== AIM ==
Could you copy, unchanged, the part of the listing that begins with its very first line and ends with the line containing "[171,335,203,356]", including both of those lines?

== DATA TO PROCESS ==
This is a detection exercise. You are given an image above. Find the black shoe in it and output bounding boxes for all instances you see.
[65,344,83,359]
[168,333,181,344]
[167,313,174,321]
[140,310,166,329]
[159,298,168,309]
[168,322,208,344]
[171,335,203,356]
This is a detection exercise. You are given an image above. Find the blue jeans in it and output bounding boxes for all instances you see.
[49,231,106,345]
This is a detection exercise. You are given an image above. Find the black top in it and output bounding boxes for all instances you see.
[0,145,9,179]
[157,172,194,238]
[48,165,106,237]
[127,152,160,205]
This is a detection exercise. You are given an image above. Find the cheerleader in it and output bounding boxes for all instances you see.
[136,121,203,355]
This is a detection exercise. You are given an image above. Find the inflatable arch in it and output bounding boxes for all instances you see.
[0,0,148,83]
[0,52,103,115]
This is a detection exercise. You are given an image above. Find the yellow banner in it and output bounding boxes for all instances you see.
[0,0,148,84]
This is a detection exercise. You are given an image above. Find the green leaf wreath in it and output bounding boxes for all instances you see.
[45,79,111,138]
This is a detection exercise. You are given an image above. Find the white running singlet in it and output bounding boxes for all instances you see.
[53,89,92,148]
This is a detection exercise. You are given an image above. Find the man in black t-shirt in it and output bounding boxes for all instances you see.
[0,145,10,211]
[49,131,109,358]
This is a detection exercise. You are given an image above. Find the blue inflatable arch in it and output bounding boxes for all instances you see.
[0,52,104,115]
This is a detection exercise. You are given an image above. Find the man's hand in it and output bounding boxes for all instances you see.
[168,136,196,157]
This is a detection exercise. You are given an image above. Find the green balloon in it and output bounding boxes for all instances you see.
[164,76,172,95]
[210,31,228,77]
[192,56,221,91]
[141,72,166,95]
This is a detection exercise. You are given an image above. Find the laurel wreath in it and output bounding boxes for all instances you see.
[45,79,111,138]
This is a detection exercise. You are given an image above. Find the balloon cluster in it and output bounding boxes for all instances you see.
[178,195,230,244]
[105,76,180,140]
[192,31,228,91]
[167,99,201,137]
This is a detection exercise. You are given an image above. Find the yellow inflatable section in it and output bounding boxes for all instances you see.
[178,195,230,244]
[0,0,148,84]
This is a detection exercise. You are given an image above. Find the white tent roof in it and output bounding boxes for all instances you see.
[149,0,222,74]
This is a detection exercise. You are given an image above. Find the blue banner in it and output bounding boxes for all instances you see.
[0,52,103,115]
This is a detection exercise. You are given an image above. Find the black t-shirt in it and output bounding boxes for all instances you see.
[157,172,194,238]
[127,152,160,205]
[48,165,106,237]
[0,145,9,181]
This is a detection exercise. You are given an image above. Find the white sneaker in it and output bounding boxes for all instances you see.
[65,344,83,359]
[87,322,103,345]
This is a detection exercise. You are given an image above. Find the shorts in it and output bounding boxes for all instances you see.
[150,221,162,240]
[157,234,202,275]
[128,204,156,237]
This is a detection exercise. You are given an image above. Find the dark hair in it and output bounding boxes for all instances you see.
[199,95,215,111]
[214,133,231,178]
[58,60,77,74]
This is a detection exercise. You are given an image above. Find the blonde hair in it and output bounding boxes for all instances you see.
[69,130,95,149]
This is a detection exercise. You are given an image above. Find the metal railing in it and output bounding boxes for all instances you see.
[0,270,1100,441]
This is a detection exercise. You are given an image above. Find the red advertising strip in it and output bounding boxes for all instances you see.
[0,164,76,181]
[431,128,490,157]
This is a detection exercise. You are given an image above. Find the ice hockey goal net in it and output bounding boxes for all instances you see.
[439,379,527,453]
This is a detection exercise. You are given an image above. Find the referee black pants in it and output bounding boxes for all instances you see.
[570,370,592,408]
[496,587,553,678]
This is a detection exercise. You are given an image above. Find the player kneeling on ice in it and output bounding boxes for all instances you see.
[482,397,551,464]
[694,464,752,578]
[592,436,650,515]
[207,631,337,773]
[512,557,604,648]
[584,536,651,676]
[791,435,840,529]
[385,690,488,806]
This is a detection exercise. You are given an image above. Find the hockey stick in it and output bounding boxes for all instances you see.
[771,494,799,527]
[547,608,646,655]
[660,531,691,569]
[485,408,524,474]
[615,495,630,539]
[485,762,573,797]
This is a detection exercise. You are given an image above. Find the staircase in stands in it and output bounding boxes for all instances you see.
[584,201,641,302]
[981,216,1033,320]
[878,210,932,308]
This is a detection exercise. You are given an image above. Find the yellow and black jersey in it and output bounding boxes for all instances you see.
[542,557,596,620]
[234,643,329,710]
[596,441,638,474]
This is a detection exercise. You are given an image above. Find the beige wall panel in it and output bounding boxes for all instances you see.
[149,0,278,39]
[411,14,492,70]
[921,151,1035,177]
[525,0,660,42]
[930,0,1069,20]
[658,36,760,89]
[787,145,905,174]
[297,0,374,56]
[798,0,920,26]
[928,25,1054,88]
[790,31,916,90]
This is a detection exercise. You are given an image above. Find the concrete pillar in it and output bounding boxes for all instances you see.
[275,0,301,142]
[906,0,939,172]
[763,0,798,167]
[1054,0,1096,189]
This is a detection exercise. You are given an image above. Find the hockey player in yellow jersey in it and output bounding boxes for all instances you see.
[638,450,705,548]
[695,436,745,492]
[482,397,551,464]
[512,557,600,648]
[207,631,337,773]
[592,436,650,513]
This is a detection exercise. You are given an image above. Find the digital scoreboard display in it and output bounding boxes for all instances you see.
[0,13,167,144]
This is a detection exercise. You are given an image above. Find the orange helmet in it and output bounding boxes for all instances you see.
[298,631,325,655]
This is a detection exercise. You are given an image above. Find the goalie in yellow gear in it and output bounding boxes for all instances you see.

== THE SOLUTION ==
This is a detection exercise. You are given an image above. Find the black shoe in it and output bounding boxes for all instances you see.
[65,344,83,359]
[168,333,181,344]
[167,313,174,321]
[140,310,166,329]
[159,298,168,309]
[168,322,208,344]
[171,335,203,356]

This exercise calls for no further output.